November 1st, 2019

Daily Market Commentary

Canadian Headlines

  • Bank of Nova Scotia would consider buying a U.S. money manager that targets affluent customers as part of its effort to get more of its wealth management earnings from outside Canada. “That’s something we would look to build or ultimately acquire,” Glen Gowland, who oversees global wealth management at Scotiabank, said in an interview. “We wouldn’t be looking to do something large retail — it would be something that has some specific investment-management capability, and some ability to serve ultra-high-net-worth clients.” It’s part of a new strategy by Gowland, who sees adding wealth management in the U.S. as a way to fill a gap for Canada’s third-largest lender. Of the two options — building or buying — Gowland said it’s hard to develop a high-quality asset manager from scratch, meaning an acquisition may be the best path for Scotiabank, which doesn’t have a retail presence in the U.S.

World Headlines

  • November got off to a positive start, with European stocks climbing after slipping on Thursday. Investor focus remains on developments in trade talks and the upcoming U.S. payrolls report. The Stoxx Europe 600 rose 0.4% at 8:12 a.m. in London. Basic resources led the sector higher, while banks were the worst performers. Shares of Danske Bank A/S fell after it lowered its guidance for this year. Staying in Denmark, insulin maker Novo Nordisk A/S raised the lower end of its sales forecast.
  • U.S. index futures climbed with European stocks on Friday as investors weighed better-than-expected Chinese manufacturing data against uncertainty over an interim trade deal. Treasuries were steady ahead of American jobs numbers. Contracts for all three main U.S. equity gauges pointed to a positive start on Wall Street, and the Stoxx Europe 600 Index advanced, with some regional bourses shut for a holiday.

-- Data for this task --
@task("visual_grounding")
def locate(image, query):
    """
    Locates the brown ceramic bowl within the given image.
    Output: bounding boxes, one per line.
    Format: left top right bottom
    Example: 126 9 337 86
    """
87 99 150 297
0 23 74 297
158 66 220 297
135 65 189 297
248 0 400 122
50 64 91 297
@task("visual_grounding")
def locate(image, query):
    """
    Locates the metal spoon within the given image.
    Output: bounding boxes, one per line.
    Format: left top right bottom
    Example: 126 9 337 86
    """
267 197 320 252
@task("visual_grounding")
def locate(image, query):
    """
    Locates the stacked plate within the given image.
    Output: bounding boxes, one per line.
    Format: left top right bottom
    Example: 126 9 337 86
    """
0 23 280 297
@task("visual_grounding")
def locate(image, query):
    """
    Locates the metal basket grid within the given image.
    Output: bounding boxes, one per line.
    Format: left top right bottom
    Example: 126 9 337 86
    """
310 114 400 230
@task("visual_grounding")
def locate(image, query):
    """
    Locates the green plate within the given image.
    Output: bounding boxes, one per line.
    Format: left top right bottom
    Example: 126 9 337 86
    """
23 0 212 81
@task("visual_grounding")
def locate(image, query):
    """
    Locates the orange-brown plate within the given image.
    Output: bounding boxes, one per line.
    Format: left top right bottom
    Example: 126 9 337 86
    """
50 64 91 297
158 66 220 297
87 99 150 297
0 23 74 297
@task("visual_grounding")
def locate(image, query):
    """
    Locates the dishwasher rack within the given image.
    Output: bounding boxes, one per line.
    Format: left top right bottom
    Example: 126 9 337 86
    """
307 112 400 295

-- Things to do --
(1) Copy the portion of the market commentary between "World Headlines" and "its sales forecast.", inclusive.
(2) Write out the rows from their first line through the line containing "267 197 320 252", both included.
The market commentary has no connection to the rows.

-- Answers to the exercise --
(1)
World Headlines

  • November got off to a positive start, with European stocks climbing after slipping on Thursday. Investor focus remains on developments in trade talks and the upcoming U.S. payrolls report. The Stoxx Europe 600 rose 0.4% at 8:12 a.m. in London. Basic resources led the sector higher, while banks were the worst performers. Shares of Danske Bank A/S fell after it lowered its guidance for this year. Staying in Denmark, insulin maker Novo Nordisk A/S raised the lower end of its sales forecast.

(2)
@task("visual_grounding")
def locate(image, query):
    """
    Locates the brown ceramic bowl within the given image.
    Output: bounding boxes, one per line.
    Format: left top right bottom
    Example: 126 9 337 86
    """
87 99 150 297
0 23 74 297
158 66 220 297
135 65 189 297
248 0 400 122
50 64 91 297
@task("visual_grounding")
def locate(image, query):
    """
    Locates the metal spoon within the given image.
    Output: bounding boxes, one per line.
    Format: left top right bottom
    Example: 126 9 337 86
    """
267 197 320 252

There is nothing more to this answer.